--- START DATA TO USE ---
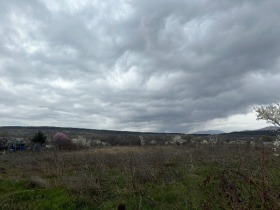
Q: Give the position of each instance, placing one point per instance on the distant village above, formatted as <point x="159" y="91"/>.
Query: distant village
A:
<point x="77" y="139"/>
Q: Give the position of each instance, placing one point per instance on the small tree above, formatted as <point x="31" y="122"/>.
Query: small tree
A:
<point x="39" y="138"/>
<point x="62" y="141"/>
<point x="270" y="113"/>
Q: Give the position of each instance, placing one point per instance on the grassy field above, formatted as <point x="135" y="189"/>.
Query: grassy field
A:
<point x="166" y="177"/>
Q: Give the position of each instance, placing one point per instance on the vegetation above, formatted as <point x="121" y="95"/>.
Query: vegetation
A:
<point x="39" y="138"/>
<point x="270" y="113"/>
<point x="148" y="177"/>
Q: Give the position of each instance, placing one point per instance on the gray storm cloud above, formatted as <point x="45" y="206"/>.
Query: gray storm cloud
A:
<point x="136" y="65"/>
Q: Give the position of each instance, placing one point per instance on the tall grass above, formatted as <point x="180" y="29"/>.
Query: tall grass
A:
<point x="166" y="177"/>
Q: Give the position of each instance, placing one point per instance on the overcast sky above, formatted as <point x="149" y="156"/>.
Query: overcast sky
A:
<point x="139" y="65"/>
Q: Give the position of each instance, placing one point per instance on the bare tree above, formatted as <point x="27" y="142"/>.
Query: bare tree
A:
<point x="270" y="113"/>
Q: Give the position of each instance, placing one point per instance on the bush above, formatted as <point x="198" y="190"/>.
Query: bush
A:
<point x="61" y="141"/>
<point x="39" y="138"/>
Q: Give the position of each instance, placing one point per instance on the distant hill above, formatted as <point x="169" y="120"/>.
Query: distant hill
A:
<point x="269" y="128"/>
<point x="209" y="132"/>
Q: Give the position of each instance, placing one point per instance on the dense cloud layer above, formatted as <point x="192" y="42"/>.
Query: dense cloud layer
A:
<point x="157" y="65"/>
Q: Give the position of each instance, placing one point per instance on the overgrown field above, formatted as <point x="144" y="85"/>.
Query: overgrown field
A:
<point x="166" y="177"/>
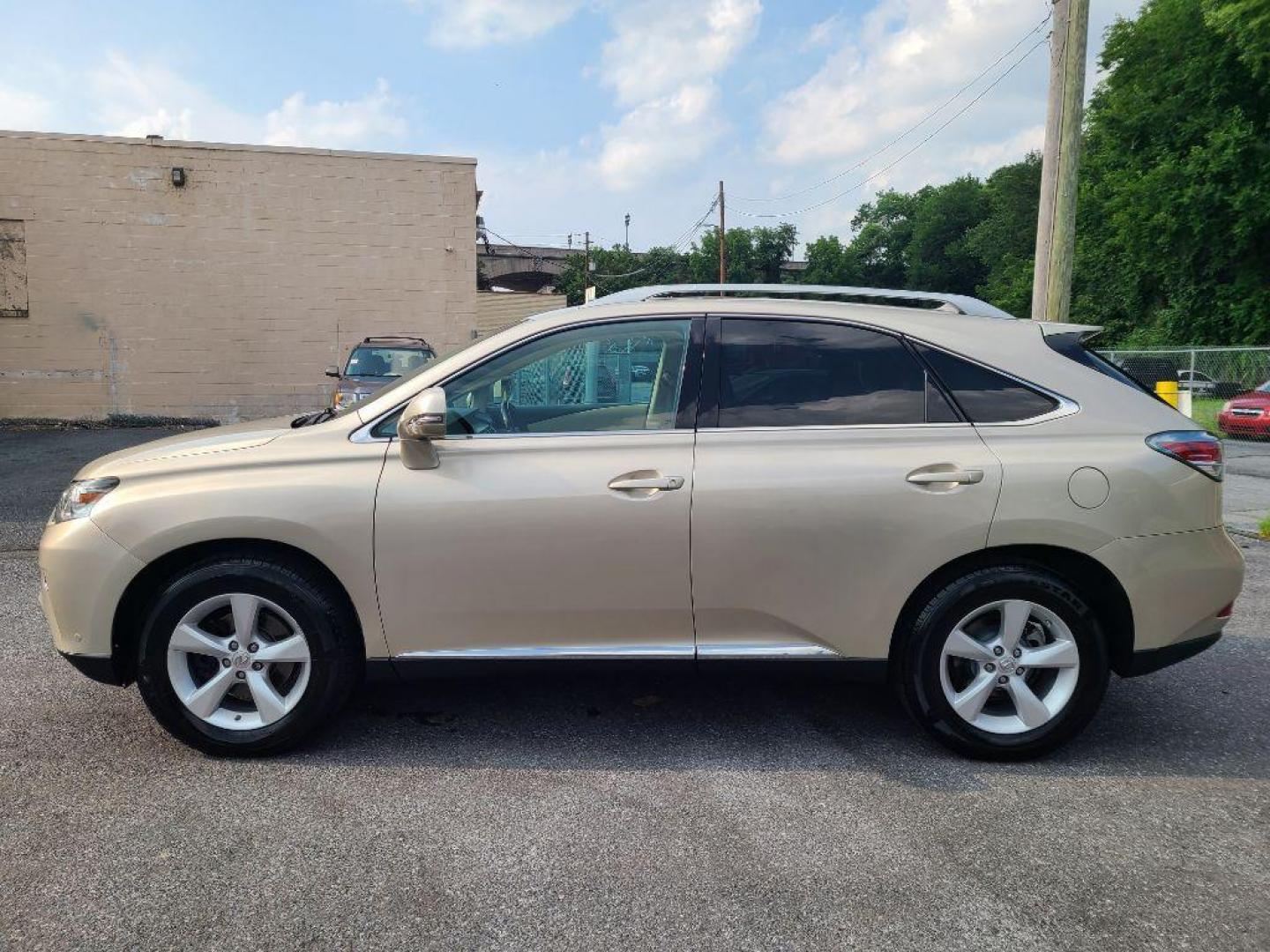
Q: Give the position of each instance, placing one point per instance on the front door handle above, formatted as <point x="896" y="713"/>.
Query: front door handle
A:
<point x="626" y="484"/>
<point x="925" y="478"/>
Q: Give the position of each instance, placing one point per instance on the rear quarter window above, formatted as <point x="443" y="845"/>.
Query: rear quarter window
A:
<point x="986" y="395"/>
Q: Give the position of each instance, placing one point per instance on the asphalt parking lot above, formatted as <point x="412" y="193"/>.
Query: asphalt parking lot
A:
<point x="641" y="809"/>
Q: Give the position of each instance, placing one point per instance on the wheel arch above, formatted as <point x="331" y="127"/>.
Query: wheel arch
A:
<point x="1094" y="580"/>
<point x="130" y="611"/>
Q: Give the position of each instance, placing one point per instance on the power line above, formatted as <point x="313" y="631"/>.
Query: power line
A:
<point x="907" y="132"/>
<point x="677" y="247"/>
<point x="902" y="158"/>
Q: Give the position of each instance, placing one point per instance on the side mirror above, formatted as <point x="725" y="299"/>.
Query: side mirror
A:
<point x="422" y="421"/>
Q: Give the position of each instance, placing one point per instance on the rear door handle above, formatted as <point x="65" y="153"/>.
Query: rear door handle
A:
<point x="624" y="484"/>
<point x="926" y="478"/>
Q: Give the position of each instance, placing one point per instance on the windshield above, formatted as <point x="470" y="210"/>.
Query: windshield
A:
<point x="385" y="361"/>
<point x="407" y="377"/>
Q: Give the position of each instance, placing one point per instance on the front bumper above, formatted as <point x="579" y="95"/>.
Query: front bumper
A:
<point x="1232" y="426"/>
<point x="83" y="576"/>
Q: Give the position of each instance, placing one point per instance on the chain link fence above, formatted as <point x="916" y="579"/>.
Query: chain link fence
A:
<point x="1211" y="377"/>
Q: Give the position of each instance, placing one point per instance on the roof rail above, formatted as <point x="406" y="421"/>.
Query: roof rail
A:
<point x="960" y="303"/>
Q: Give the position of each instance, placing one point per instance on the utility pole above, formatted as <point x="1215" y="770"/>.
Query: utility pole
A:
<point x="723" y="242"/>
<point x="588" y="292"/>
<point x="1056" y="224"/>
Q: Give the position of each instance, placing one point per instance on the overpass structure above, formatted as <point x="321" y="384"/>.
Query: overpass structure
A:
<point x="522" y="267"/>
<point x="531" y="268"/>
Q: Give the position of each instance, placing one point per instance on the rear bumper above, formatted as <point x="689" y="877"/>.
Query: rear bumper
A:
<point x="100" y="668"/>
<point x="1177" y="585"/>
<point x="1156" y="658"/>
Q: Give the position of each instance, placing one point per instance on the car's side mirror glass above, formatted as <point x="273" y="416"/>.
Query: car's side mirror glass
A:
<point x="422" y="421"/>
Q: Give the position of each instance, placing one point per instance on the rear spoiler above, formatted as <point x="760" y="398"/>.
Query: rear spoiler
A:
<point x="1085" y="331"/>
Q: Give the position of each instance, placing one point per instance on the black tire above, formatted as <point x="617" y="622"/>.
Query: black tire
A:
<point x="337" y="660"/>
<point x="917" y="669"/>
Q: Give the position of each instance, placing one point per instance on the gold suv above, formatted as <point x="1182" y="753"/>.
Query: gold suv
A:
<point x="880" y="481"/>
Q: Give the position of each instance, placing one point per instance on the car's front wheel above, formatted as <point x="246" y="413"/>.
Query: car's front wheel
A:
<point x="1004" y="663"/>
<point x="243" y="655"/>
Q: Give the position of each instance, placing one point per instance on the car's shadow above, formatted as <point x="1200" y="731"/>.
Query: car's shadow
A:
<point x="1209" y="718"/>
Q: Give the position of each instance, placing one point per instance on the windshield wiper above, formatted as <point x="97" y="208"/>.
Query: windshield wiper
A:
<point x="310" y="419"/>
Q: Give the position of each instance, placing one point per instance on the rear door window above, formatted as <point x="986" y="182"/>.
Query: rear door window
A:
<point x="984" y="395"/>
<point x="814" y="374"/>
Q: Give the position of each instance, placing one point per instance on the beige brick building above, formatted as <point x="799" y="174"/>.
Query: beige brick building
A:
<point x="147" y="277"/>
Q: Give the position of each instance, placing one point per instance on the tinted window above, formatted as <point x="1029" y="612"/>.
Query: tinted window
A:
<point x="986" y="397"/>
<point x="803" y="374"/>
<point x="623" y="376"/>
<point x="938" y="406"/>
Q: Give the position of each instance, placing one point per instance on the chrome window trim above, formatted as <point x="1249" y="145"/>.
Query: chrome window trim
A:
<point x="362" y="435"/>
<point x="831" y="427"/>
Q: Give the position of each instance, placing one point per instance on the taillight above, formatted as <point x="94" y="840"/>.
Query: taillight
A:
<point x="1198" y="450"/>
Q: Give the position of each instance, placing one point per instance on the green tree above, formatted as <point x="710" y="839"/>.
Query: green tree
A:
<point x="830" y="262"/>
<point x="938" y="257"/>
<point x="1005" y="242"/>
<point x="755" y="256"/>
<point x="1174" y="208"/>
<point x="883" y="230"/>
<point x="1246" y="23"/>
--- END DATA TO USE ---
DIRECTIONS FOR THIS TASK: Output a faithful copy of the data, with each picture left out.

FINAL RESULT:
Q: Give the position of each instance, placing one point per instance on the distant village above, formatted as <point x="159" y="91"/>.
Query: distant village
A:
<point x="77" y="139"/>
Q: Give the position of each instance, placing one point per instance on the small tree above, formatted as <point x="31" y="122"/>.
Query: small tree
A:
<point x="39" y="138"/>
<point x="62" y="141"/>
<point x="270" y="113"/>
Q: Give the position of each instance, placing one point per instance on the grassy field above, formatted as <point x="135" y="189"/>.
Query: grassy field
A:
<point x="166" y="177"/>
Q: Give the position of each instance, placing one point per instance on the vegetation above, formatted as <point x="121" y="95"/>.
Query: vegetation
A:
<point x="39" y="138"/>
<point x="270" y="113"/>
<point x="148" y="177"/>
Q: Give the position of each instance, placing one point per instance on the gray storm cloud above, formatted as <point x="45" y="206"/>.
Query: gray storm cloud
A:
<point x="136" y="65"/>
Q: Give the position of each instance, placing one point per instance on the tall grass above, formatted as <point x="180" y="29"/>.
Query: tall grass
A:
<point x="166" y="177"/>
Q: Give the position of each instance, placing one point per instance on the overcast sky above, formatted as <point x="149" y="156"/>.
Query: overcast sky
A:
<point x="139" y="65"/>
Q: Give the position of each instance, placing one point per instance on the bare tree above, formatted as <point x="27" y="142"/>.
Query: bare tree
A:
<point x="270" y="113"/>
Q: Give the position of each instance, placing one point per instance on the bush above, formatted as <point x="198" y="190"/>.
Query: bush
A:
<point x="61" y="141"/>
<point x="39" y="138"/>
Q: Give the position of each instance, placing one point per instance on the distant hill above, formatted as <point x="169" y="120"/>.
Query: distant hill
A:
<point x="269" y="128"/>
<point x="209" y="132"/>
Q: Give the position of each instance, placing one point per instance on the dense cloud layer above, formatted as <point x="192" y="42"/>.
Query: dense cloud layer
A:
<point x="157" y="65"/>
Q: Give the position of each instance, placing one point per instance on the overgrown field above, formatted as <point x="144" y="85"/>.
Query: overgrown field
A:
<point x="166" y="177"/>
Q: Give the position of each instance, placing one point per instance on the front door handle above, formatted as <point x="896" y="713"/>.
Query: front door handle
A:
<point x="626" y="484"/>
<point x="925" y="478"/>
Q: Give the position of each instance, placing one point per instance on the rear quarter window above, formatted as <point x="443" y="845"/>.
Query: rear quarter window
A:
<point x="986" y="395"/>
Q: Give the position of each instance, placing one point per instance on the asphalt parking lot above, formatted as <point x="412" y="193"/>.
Query: asphalt parking lot
A:
<point x="641" y="809"/>
Q: Give the position of each instance, placing one point per instance on the wheel arch above, formatted as <point x="331" y="127"/>.
Query: wheel arch
A:
<point x="1094" y="580"/>
<point x="130" y="611"/>
Q: Give the position of each instance, placing one point per instance on the power line above, formatted as <point x="313" y="631"/>.
Query: power line
A:
<point x="907" y="132"/>
<point x="677" y="247"/>
<point x="902" y="158"/>
Q: Give the position of each instance, placing one point per instance on the side mirror above, formatted as <point x="725" y="299"/>.
Query: side mirror
A:
<point x="422" y="421"/>
Q: Give the position of each instance, placing one point per instance on the rear door handle above, formatted as <point x="65" y="153"/>.
Query: rear door handle
A:
<point x="624" y="484"/>
<point x="926" y="478"/>
Q: Give the position of each instance, placing one point per instance on the windshield above, formatted as <point x="470" y="210"/>.
Query: windshield
A:
<point x="385" y="361"/>
<point x="407" y="377"/>
Q: Give the position of each instance, placing one point per instance on the front bumper above, formatted as <point x="579" y="95"/>.
Query: front bumper
A:
<point x="1232" y="426"/>
<point x="83" y="576"/>
Q: Give the position of each instance, placing one point per instance on the chain link fence above, formatted as <point x="916" y="579"/>.
Query: chain link fence
A:
<point x="1211" y="377"/>
Q: Give the position of each instance, placing one point per instance on the roof rail above, formatted as <point x="406" y="421"/>.
Query: roof rail
A:
<point x="960" y="303"/>
Q: Give the position of each instance, placing one point per instance on the utility pole above, formatted as <point x="1215" y="770"/>.
Query: utility pole
A:
<point x="723" y="242"/>
<point x="588" y="292"/>
<point x="1056" y="224"/>
Q: Give the position of each instance, placing one point per instance on the overpass structure above, formatted as <point x="321" y="384"/>.
Query: overpass structure
A:
<point x="522" y="267"/>
<point x="531" y="268"/>
Q: Give the position of each instance, placing one point per instance on the rear bumper above, formatted as <point x="689" y="877"/>.
Query: rear bumper
A:
<point x="100" y="668"/>
<point x="1177" y="585"/>
<point x="1156" y="658"/>
Q: Give the position of each instance, placing one point per instance on the car's side mirror glass above, formatted as <point x="273" y="416"/>.
Query: car's side mirror glass
A:
<point x="422" y="421"/>
Q: Give the position of each instance, placing one point per instance on the rear spoiler above, formatted as <point x="760" y="398"/>.
Query: rear spoiler
A:
<point x="1085" y="331"/>
Q: Give the position of each instance, placing one point per instance on the black tire above, formatted as <point x="617" y="622"/>.
Query: black tire
A:
<point x="337" y="660"/>
<point x="917" y="669"/>
Q: Give the position of each instance, placing one point per instance on the gold suv above, formatted as <point x="1182" y="753"/>.
Query: gold suv
A:
<point x="880" y="481"/>
Q: Give the position of each instance, placing one point per instance on the car's front wheel above, formatted as <point x="246" y="413"/>.
Query: car's front wheel
A:
<point x="1004" y="663"/>
<point x="243" y="655"/>
Q: Give the position of each instance, placing one point per instance on the car's shadow above, formatted as <point x="1200" y="731"/>.
Query: car's shadow
A:
<point x="1209" y="718"/>
Q: Give the position of each instance, placing one point per instance on the windshield wiper above, formatted as <point x="97" y="208"/>.
Query: windshield wiper
A:
<point x="310" y="419"/>
Q: Give the position of each instance, placing one point per instance on the rear door window above, formatted as <point x="986" y="182"/>.
Query: rear door window
A:
<point x="984" y="395"/>
<point x="814" y="374"/>
Q: Give the position of each instance, placing one point per instance on the beige brick building above, formatted as <point x="799" y="174"/>.
Query: beige brick building
A:
<point x="147" y="277"/>
Q: Give the position of each instance, placing one point per instance on the tinted window above, formatted as <point x="1029" y="612"/>.
Query: tinted window
A:
<point x="986" y="397"/>
<point x="803" y="374"/>
<point x="623" y="376"/>
<point x="938" y="406"/>
Q: Give the position of each instance, placing one point per instance on the chrome window trim above, formatted as <point x="1249" y="145"/>.
Query: chrome window trim
A:
<point x="362" y="435"/>
<point x="831" y="427"/>
Q: Give the position of each instance, placing one point per instance on the taillight above, formatted as <point x="94" y="840"/>.
Query: taillight
A:
<point x="1198" y="450"/>
Q: Give the position of each instance, placing one point per instance on the green tree above, formatted as <point x="710" y="839"/>.
Query: green tree
A:
<point x="830" y="262"/>
<point x="938" y="257"/>
<point x="1005" y="242"/>
<point x="755" y="256"/>
<point x="1174" y="208"/>
<point x="883" y="230"/>
<point x="1246" y="23"/>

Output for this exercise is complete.